Case Study: Raid 5EE Data Recovery (Part 1)

How to recover a Raid 5EE Case

As we all know, in 1987, Patterson, Gibson and Katz at the University of California Berkeley, published a paper entitled “A Case for Redundant Arrays of Inexpensive Disks (RAID)”. This paper described various types of disk arrays, referred to by the acronym RAID. The basic idea of RAID was to combine multiple small, inexpensive disk drives into an array of disk drives which yields performance exceeding that of a Single Large Expensive Drive (SLED). Additionally, this array of drives appears to the computer as a single logical storage unit or drive.

The Mean Time Between Failure (MTBF) of the array will be equal to the MTBF of an individual drive, divided by the number of drives in the array. Because of this, the MTBF of an array of drives would be too low for many application requirements. However, disk arrays can be made fault-tolerant by redundantly storing information in various ways.

Five types of array architectures, RAID-1 through RAID-5, were defined by the Berkeley paper, each providing disk fault-tolerance and each offering different trade-offs in features and performance. In addition to these five redundant array architectures, it has become popular to refer to a non-redundant array of disk drives as a RAID-0 array.

**RECORD EXCERPTS**
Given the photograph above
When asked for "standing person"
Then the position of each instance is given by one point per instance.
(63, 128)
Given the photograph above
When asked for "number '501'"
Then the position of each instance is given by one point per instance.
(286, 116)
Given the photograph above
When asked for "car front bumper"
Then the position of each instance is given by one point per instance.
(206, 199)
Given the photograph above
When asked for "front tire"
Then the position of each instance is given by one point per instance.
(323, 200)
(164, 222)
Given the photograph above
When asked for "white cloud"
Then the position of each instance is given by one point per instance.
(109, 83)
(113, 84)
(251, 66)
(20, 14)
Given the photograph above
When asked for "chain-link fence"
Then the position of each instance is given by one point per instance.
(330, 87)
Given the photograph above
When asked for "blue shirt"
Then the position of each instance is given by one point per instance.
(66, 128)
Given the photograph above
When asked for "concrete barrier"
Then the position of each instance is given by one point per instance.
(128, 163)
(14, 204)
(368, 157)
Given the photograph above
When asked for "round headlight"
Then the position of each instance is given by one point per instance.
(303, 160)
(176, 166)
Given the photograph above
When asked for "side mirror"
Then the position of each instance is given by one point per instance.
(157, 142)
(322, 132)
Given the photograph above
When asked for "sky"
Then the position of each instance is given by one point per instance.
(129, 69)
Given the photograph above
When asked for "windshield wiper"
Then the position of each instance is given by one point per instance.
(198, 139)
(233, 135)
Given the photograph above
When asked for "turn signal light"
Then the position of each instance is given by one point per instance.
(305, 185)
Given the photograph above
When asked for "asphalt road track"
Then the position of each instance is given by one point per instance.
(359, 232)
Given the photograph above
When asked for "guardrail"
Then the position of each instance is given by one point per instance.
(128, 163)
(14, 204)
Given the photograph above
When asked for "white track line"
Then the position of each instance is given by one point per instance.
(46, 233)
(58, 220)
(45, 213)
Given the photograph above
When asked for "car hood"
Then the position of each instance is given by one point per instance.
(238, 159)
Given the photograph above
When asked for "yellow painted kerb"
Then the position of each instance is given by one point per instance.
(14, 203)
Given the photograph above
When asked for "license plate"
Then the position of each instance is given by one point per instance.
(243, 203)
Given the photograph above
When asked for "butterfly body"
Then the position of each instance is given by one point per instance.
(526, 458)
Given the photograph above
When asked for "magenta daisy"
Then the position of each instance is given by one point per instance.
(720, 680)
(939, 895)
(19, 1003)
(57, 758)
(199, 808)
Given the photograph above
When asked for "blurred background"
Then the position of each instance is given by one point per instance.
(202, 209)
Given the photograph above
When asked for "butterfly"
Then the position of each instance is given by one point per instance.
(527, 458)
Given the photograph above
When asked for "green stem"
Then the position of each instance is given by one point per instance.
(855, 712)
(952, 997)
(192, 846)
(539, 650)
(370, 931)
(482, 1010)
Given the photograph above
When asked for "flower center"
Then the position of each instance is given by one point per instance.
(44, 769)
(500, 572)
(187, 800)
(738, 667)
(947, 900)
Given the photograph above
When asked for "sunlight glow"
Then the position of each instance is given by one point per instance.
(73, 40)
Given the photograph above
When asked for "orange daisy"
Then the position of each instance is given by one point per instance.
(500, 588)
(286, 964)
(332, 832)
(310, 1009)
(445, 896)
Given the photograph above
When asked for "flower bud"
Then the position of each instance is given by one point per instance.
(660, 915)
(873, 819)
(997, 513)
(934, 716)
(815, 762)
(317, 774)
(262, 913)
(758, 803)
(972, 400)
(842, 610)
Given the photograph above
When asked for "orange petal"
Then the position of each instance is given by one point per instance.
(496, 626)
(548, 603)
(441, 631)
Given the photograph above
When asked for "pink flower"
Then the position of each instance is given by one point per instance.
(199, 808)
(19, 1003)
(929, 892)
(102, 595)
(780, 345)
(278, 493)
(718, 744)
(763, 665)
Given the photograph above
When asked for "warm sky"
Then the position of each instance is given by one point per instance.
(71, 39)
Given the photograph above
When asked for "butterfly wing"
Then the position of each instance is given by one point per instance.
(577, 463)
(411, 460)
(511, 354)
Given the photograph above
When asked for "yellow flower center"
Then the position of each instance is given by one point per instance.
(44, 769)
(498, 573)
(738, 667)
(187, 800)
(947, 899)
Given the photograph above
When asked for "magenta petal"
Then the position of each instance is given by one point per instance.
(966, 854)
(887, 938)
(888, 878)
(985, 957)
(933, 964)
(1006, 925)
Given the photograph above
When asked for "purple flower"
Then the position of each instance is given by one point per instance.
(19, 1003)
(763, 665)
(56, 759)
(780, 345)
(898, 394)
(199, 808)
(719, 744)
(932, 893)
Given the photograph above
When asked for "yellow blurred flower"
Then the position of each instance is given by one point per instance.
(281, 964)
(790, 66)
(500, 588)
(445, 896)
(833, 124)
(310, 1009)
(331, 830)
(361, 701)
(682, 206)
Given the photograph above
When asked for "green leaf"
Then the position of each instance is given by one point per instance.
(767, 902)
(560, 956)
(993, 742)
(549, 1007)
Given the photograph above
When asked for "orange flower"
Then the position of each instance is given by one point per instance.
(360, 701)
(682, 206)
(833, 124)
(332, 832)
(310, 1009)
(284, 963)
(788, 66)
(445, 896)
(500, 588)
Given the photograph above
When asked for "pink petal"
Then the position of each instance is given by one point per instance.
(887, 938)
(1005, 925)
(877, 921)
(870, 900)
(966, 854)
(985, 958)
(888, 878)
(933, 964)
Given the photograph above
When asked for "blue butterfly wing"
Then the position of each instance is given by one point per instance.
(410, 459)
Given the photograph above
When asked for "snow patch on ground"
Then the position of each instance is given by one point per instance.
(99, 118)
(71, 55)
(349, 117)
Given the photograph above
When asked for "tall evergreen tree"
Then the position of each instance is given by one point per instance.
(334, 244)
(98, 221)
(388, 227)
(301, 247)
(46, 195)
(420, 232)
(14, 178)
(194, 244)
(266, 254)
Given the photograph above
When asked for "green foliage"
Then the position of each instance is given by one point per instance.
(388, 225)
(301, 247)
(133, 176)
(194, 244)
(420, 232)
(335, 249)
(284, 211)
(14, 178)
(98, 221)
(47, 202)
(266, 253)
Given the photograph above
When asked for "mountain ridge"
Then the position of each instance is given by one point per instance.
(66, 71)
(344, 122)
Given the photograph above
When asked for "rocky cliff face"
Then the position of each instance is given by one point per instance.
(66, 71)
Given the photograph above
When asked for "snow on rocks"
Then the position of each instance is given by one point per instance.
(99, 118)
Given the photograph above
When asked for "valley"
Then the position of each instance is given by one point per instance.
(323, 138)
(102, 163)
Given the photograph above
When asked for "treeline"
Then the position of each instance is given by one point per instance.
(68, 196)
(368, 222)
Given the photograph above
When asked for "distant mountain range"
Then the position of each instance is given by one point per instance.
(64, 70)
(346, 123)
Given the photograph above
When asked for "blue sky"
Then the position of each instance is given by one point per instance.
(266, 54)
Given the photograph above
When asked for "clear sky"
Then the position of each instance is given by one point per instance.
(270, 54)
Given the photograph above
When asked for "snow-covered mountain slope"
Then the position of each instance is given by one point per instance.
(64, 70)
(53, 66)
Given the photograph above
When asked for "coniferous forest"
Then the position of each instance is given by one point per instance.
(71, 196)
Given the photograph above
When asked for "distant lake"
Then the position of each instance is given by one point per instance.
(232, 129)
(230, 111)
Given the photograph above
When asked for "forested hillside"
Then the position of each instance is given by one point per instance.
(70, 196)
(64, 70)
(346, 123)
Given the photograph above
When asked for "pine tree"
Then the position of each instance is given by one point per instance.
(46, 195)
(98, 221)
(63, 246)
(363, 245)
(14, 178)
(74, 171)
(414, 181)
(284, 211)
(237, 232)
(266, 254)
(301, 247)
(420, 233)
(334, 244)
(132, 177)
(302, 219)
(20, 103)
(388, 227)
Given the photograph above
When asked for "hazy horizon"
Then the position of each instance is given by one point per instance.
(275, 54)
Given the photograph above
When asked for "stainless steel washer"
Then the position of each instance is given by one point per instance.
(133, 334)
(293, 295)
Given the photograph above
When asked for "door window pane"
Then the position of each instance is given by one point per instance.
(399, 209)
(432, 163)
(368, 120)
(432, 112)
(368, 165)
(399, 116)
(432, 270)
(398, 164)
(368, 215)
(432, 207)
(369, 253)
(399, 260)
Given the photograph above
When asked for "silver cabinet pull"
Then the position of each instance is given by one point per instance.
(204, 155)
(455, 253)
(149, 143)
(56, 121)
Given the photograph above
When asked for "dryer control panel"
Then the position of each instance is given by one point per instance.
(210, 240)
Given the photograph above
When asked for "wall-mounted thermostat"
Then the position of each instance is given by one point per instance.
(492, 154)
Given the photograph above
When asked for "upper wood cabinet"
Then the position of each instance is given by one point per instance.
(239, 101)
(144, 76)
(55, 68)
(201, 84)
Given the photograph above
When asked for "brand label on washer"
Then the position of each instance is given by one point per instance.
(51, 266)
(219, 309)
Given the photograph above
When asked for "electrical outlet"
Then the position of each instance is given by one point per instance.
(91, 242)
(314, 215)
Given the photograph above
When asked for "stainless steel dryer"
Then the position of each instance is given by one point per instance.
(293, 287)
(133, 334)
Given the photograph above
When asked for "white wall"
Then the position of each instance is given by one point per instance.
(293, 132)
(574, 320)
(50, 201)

**CHALLENGE A**
In the RAID case study, rewrite the paragraph beginning "The Mean Time Between Failure" more briefly, keeping its main facts.
**CHALLENGE B**
Based on the RAID case study, answer yes or no for each statement and quote the words of the text that decide it.
(i) The Berkeley paper defined five array architectures, RAID-1 through RAID-5.
(ii) An array's MTBF is higher than that of a single drive.
(iii) A RAID array appears to the computer as several separate drives.
**CHALLENGE C**
In the RAID case study, swap "acronym" for "abbreviation" and write out the part that opens with the words "How to recover" and closes with "unit or drive.".

**FULL ANSWER A**
An array's MTBF equals one drive's MTBF divided by the number of drives, which is too low for many applications. Storing information redundantly can make disk arrays fault-tolerant.

**FULL ANSWER B**
(i) Yes: "Five types of array architectures, RAID-1 through RAID-5, were defined by the Berkeley paper"
(ii) No: "equal to the MTBF of an individual drive, divided by the number of drives in the array"
(iii) No: "appears to the computer as a single logical storage unit or drive"

**FULL ANSWER C**
How to recover a Raid 5EE Case

As we all know, in 1987, Patterson, Gibson and Katz at the University of California Berkeley, published a paper entitled “A Case for Redundant Arrays of Inexpensive Disks (RAID)”. This paper described various types of disk arrays, referred to by the abbreviation RAID. The basic idea of RAID was to combine multiple small, inexpensive disk drives into an array of disk drives which yields performance exceeding that of a Single Large Expensive Drive (SLED). Additionally, this array of drives appears to the computer as a single logical storage unit or drive.